_Exercise description_: Extract all lines from the data beneath that include the word "distant".

Stored data entries
=== Begin Enclosure ===

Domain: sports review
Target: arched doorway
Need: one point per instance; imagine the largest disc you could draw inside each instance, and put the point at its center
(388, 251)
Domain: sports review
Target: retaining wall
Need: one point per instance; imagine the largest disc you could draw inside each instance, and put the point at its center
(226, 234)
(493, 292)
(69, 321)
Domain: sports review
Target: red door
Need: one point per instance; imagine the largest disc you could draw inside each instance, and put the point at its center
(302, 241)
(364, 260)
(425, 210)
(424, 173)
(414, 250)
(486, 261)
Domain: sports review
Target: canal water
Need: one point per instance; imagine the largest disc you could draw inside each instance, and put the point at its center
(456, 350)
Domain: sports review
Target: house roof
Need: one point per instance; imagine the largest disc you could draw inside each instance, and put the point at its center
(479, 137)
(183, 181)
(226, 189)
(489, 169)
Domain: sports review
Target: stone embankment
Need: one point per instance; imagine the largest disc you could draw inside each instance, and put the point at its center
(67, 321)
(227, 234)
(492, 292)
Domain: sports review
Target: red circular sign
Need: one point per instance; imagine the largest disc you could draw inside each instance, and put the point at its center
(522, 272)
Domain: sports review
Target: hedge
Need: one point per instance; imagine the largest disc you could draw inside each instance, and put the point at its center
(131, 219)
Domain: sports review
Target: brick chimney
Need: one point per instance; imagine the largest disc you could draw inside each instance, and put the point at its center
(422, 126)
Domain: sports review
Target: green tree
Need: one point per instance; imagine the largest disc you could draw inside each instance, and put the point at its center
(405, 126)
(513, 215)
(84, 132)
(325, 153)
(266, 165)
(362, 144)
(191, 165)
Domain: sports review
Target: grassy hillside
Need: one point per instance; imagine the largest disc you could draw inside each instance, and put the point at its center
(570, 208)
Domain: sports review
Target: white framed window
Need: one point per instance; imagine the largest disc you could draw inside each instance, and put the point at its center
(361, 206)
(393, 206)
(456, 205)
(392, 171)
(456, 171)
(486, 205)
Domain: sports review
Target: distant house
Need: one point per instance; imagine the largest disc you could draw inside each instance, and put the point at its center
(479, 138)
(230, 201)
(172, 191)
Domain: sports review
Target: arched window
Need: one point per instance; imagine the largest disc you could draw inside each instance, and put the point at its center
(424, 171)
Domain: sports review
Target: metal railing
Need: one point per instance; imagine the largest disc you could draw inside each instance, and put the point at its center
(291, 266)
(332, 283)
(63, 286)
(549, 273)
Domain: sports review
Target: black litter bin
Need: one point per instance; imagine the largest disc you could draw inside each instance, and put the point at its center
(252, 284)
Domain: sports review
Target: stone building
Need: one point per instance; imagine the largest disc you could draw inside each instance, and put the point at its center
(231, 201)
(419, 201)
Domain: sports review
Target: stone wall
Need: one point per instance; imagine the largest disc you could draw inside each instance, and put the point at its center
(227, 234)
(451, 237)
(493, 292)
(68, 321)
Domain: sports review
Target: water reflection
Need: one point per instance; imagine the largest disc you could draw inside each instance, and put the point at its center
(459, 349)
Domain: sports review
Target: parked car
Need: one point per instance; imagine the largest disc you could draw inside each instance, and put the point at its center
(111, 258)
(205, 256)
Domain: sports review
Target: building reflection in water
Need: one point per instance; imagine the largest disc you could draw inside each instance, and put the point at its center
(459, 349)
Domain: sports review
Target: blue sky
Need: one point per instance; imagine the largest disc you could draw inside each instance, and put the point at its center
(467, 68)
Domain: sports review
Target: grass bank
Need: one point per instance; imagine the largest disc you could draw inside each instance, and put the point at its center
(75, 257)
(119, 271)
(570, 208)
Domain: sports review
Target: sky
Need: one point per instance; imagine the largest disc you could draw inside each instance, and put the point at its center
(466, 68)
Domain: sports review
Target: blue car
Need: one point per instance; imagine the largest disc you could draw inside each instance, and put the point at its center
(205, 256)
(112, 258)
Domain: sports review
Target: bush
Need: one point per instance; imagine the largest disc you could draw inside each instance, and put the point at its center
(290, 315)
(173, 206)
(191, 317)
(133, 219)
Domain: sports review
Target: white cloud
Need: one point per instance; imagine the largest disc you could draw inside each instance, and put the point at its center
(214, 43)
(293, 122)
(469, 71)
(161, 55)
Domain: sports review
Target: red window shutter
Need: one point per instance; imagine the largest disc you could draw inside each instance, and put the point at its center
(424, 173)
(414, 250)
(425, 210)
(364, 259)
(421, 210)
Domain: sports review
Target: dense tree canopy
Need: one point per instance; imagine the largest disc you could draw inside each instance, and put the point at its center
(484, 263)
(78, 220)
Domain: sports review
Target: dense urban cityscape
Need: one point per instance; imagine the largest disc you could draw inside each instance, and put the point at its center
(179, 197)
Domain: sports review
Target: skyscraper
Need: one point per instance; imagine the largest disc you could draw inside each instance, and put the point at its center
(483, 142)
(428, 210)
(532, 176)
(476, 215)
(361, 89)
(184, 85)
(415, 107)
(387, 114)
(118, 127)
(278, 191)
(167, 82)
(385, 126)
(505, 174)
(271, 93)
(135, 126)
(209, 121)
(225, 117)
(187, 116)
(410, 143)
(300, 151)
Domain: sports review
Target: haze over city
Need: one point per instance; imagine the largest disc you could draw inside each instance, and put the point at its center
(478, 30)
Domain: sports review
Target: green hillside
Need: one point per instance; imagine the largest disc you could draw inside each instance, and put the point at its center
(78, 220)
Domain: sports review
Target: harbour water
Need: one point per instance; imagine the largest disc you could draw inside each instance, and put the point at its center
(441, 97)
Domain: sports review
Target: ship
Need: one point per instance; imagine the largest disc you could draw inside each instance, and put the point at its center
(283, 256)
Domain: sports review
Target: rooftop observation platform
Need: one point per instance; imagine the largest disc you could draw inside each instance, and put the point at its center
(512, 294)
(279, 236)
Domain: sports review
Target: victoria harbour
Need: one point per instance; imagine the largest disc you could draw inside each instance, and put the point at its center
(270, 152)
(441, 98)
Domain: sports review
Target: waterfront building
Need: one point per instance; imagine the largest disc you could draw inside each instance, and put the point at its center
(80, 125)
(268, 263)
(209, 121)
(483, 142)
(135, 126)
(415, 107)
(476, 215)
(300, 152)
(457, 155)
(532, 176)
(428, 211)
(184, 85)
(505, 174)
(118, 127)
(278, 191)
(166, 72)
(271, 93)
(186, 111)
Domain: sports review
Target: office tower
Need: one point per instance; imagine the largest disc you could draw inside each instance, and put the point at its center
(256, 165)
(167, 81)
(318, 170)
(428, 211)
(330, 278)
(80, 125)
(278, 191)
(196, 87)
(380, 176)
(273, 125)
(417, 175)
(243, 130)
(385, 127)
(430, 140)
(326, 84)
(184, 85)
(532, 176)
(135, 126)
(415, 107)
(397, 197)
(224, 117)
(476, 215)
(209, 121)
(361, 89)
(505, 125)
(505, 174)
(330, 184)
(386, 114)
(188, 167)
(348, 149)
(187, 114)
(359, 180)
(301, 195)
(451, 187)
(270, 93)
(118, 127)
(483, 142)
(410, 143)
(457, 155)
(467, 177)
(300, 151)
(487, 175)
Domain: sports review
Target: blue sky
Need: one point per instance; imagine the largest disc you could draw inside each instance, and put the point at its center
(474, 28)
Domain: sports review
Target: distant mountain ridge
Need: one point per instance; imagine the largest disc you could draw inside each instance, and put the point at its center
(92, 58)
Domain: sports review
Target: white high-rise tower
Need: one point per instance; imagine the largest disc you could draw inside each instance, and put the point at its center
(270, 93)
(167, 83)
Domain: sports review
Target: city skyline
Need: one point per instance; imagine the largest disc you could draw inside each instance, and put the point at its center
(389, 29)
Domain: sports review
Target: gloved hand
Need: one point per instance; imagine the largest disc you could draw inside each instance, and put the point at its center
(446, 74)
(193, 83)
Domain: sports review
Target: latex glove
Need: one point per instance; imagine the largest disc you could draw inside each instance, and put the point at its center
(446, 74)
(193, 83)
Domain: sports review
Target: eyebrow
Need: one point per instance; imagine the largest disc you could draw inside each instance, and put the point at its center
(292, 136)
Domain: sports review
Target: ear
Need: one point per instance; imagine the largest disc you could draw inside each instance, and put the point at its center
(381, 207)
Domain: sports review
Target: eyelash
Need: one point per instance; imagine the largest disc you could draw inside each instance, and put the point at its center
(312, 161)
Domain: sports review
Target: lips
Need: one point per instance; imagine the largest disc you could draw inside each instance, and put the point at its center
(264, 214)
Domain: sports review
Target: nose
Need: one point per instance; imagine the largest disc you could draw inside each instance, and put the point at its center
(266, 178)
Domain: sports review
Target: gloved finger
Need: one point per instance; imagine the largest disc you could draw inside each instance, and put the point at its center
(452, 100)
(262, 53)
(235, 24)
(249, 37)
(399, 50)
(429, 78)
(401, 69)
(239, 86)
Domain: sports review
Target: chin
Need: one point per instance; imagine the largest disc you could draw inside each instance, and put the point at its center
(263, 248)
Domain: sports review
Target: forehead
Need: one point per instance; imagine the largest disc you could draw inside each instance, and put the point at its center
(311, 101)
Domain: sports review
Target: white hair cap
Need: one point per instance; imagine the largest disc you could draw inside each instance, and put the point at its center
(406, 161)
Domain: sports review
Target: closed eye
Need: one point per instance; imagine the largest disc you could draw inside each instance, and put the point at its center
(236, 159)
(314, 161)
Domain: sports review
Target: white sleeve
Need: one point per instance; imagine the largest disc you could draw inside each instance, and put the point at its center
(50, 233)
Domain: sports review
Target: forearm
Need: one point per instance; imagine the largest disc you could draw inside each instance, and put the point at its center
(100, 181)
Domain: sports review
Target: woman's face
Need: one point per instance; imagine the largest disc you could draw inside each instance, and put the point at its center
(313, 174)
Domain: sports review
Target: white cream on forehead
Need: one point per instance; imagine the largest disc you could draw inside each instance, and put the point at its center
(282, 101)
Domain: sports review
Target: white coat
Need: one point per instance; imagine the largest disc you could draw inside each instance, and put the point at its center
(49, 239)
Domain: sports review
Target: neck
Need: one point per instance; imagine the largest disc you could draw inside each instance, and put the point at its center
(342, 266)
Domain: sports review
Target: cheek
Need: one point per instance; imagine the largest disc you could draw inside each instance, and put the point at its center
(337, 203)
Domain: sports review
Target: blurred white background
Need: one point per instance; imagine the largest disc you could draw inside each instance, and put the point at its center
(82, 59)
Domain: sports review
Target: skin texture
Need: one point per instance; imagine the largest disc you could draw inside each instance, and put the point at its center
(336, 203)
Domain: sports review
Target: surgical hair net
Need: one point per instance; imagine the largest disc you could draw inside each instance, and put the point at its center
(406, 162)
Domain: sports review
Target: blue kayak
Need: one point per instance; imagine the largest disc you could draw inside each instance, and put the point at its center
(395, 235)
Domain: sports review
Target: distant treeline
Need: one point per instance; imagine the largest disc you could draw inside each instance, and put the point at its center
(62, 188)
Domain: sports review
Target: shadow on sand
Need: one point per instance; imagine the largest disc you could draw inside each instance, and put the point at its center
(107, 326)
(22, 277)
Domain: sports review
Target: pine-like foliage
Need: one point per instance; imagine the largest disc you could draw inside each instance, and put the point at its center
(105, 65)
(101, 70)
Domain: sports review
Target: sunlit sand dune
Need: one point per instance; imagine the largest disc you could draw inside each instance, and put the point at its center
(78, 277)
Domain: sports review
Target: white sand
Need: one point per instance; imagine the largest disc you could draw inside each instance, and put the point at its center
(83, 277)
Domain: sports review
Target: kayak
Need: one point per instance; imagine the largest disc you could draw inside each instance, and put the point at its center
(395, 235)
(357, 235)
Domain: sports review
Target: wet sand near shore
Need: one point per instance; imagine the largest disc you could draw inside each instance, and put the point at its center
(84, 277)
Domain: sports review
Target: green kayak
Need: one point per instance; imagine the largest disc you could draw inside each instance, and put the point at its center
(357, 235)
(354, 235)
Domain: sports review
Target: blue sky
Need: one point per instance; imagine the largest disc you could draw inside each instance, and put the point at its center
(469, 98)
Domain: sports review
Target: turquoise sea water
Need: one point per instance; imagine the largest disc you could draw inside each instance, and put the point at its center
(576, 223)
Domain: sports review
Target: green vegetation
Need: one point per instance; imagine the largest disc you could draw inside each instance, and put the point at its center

=== End Enclosure ===

_Answer space_:
Target: distant house
Target: distant mountain ridge
Target: distant treeline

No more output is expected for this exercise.